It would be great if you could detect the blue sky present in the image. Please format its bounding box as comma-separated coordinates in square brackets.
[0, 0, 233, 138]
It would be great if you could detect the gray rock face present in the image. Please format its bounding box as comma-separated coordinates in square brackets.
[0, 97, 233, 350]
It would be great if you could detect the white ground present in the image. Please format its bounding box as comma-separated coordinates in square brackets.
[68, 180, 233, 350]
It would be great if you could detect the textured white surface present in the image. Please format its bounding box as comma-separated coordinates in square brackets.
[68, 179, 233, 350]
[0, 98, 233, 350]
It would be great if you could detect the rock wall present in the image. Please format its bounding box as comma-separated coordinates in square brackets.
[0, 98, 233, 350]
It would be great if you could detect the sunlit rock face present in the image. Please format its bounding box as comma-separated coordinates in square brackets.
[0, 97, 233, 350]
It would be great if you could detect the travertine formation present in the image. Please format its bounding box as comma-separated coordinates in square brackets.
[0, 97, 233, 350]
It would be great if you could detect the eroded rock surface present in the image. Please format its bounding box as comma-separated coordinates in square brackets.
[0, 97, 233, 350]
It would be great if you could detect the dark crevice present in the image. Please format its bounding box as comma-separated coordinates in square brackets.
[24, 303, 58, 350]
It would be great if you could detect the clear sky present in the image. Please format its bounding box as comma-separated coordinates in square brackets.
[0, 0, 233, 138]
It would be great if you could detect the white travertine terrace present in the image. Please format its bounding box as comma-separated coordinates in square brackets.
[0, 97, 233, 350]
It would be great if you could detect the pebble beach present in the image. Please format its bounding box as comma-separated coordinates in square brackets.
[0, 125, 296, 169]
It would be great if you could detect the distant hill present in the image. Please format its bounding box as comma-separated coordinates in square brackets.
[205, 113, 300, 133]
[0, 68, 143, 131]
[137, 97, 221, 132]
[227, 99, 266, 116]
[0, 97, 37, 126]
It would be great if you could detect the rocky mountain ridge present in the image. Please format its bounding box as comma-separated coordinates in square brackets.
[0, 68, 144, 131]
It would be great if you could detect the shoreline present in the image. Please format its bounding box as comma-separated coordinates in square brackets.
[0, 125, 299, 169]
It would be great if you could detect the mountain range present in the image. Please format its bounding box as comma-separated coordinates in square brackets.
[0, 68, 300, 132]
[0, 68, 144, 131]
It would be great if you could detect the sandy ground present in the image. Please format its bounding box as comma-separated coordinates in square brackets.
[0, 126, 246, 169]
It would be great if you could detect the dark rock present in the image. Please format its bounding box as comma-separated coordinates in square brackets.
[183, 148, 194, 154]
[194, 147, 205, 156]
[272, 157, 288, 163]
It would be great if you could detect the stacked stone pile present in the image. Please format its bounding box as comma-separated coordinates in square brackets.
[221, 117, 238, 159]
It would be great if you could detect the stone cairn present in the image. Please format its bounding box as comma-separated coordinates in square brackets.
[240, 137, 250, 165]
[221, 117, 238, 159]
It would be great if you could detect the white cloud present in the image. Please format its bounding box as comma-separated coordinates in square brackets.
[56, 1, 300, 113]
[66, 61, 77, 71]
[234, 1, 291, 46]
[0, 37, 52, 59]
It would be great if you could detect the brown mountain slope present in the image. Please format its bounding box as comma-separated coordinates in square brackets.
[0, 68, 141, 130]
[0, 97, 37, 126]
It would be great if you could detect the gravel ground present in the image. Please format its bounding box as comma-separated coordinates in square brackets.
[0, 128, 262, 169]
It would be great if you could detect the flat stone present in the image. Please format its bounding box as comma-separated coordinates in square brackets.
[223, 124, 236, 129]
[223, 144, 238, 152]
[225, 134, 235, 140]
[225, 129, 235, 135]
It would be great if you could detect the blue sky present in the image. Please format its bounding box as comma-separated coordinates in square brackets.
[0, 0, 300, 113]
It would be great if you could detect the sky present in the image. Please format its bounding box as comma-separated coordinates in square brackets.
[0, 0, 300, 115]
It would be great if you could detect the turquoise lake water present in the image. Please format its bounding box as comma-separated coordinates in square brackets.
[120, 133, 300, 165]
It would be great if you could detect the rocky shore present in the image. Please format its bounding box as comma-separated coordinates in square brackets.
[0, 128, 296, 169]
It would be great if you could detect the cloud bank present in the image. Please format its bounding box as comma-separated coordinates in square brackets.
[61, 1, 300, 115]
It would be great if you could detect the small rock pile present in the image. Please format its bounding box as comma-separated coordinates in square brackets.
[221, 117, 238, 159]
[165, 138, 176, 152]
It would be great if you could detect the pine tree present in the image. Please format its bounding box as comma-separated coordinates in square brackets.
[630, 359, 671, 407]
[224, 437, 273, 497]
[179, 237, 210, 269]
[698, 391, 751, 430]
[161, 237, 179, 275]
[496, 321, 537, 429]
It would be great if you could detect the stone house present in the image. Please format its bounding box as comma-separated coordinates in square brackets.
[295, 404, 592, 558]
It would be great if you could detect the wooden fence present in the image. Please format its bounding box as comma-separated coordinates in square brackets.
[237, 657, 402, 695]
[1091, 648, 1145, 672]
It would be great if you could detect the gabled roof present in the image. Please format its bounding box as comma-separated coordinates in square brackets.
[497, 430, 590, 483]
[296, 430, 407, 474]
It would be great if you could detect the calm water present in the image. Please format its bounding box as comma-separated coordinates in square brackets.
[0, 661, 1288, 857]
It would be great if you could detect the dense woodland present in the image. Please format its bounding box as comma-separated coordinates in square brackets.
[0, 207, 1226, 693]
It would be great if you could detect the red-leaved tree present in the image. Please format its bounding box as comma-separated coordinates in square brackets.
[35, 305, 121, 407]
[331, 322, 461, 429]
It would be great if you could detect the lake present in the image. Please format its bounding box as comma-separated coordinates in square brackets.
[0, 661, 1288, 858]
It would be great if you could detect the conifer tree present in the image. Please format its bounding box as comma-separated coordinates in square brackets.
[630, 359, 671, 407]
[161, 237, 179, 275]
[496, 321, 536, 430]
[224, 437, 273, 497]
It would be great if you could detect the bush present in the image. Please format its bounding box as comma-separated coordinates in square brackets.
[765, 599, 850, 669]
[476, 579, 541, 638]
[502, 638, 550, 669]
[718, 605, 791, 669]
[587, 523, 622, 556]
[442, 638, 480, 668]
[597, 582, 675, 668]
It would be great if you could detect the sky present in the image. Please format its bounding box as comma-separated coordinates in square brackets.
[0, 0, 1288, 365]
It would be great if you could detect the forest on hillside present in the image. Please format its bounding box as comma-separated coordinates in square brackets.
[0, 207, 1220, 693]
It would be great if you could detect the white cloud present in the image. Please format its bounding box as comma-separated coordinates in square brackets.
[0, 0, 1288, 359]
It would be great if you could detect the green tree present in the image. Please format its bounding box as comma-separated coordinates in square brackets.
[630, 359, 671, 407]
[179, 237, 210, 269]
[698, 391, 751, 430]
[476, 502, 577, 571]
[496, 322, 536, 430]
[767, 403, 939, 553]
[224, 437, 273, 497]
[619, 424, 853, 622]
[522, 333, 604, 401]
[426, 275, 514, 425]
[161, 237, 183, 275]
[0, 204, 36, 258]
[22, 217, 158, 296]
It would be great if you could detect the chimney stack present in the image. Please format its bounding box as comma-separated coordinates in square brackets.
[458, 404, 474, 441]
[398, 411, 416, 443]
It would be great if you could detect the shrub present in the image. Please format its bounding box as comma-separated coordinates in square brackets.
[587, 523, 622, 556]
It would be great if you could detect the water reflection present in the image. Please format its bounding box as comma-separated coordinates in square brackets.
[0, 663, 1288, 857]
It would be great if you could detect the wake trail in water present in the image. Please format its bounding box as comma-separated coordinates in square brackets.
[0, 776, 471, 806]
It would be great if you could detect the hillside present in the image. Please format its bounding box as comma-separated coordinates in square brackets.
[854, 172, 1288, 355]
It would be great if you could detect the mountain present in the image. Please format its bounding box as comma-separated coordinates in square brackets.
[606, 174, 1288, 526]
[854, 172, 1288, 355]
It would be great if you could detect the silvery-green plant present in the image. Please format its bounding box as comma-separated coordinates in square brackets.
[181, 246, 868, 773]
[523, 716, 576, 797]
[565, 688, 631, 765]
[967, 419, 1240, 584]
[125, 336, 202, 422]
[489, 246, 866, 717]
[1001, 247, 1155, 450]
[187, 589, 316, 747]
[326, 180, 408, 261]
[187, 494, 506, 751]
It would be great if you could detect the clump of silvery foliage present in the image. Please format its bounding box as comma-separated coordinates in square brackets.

════════════════

What is needed =
Print the rows above word for word, from the line containing "It would be great if you could detect the red-leaved" through the line containing "[0, 207, 1220, 693]", including both of those lines.

Result of the exercise =
It would be great if you could detect the red-leaved tree present in the image. Please format its bounding box as comma-separated coordinates in square brackets.
[35, 305, 121, 407]
[331, 322, 461, 429]
It would be great if you could detect the lake present in the image. Please format its bounding box as comma-separated coordinates in square brackets.
[0, 661, 1288, 858]
It would be great if you could detect the conifer tree present in the image. Please format its bounding box as comma-separated coordinates in square brackets.
[630, 359, 671, 407]
[161, 237, 179, 275]
[496, 321, 536, 430]
[224, 437, 273, 497]
It would be great if you could detect the bush present in the image. Please format its bounding box as comma-separated coordinates in square brackets.
[765, 599, 850, 669]
[476, 579, 541, 638]
[502, 638, 550, 669]
[718, 605, 791, 669]
[587, 523, 622, 556]
[442, 638, 480, 668]
[597, 582, 675, 668]
It would be great if you could detect the sky present in the image. Please format its bounding box as comma-separated coordinates in square brackets.
[0, 0, 1288, 365]
It would be great if you could detect the forest on hillside present in the image. Please format its bounding box as comma-separated coordinates in square brackets.
[0, 207, 1220, 693]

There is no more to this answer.